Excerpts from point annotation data
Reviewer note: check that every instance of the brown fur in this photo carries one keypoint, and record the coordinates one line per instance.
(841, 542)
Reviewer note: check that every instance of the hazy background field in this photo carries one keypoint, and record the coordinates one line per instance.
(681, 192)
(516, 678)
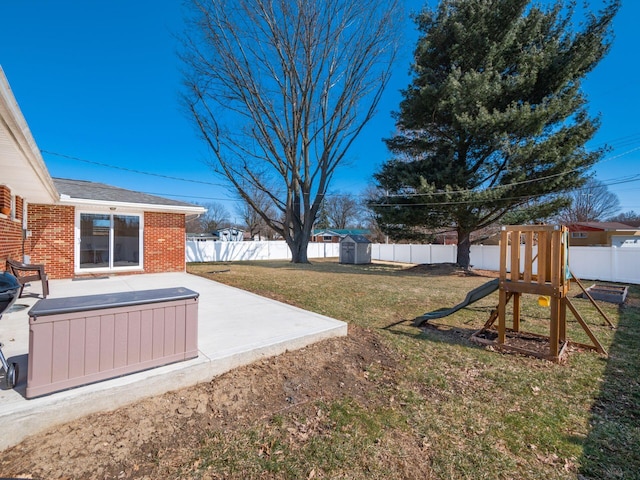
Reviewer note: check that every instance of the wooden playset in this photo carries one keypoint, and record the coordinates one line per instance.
(534, 259)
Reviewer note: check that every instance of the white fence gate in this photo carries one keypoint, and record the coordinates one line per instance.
(595, 263)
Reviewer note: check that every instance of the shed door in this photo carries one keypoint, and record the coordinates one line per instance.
(348, 252)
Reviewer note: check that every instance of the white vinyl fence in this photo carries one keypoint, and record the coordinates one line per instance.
(211, 251)
(593, 263)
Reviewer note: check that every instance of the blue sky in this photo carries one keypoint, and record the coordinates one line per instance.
(99, 81)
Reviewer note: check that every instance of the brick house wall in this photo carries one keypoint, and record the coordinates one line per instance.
(164, 242)
(51, 241)
(52, 238)
(10, 227)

_THE EXERCISE_
Copy all of the lines above word for word, and leave the pictures out of your answer.

_CORRECT RESULT_
Reviewer note: check that every instance of the brown fur in this photo carries one keypoint, and record the coordinates one line per instance.
(841, 542)
Reviewer note: check that every instance of the hazy background field in this photo carries one keypoint, and record the coordinates one line per instance.
(681, 192)
(516, 678)
Reviewer note: check that every instance of the wooden playset in this photo carries one keypoint, and record the coordinates one line per instance.
(534, 259)
Reviewer note: check that every instance of the white fence gate in this photo carries one keypoint, and record the coordinates one line per instance.
(595, 263)
Reviewer note: check that every instance of the shed door in this photo carries one keypoint, and record the coordinates one line per instance.
(348, 252)
Reviewer note: check that every instance of the white vinyl fence in this photo carries one keypoint, and record the coordinates one line per instance.
(211, 251)
(593, 263)
Reviewer note: check that every instance of the blue sky in this photo carries one keypoint, and record the coordinates one line per instance.
(99, 81)
Reviewer note: check that every instance of the brick house wall in this photo carries one keypoint, and record the coordinates one line per instance.
(164, 242)
(51, 241)
(52, 238)
(10, 227)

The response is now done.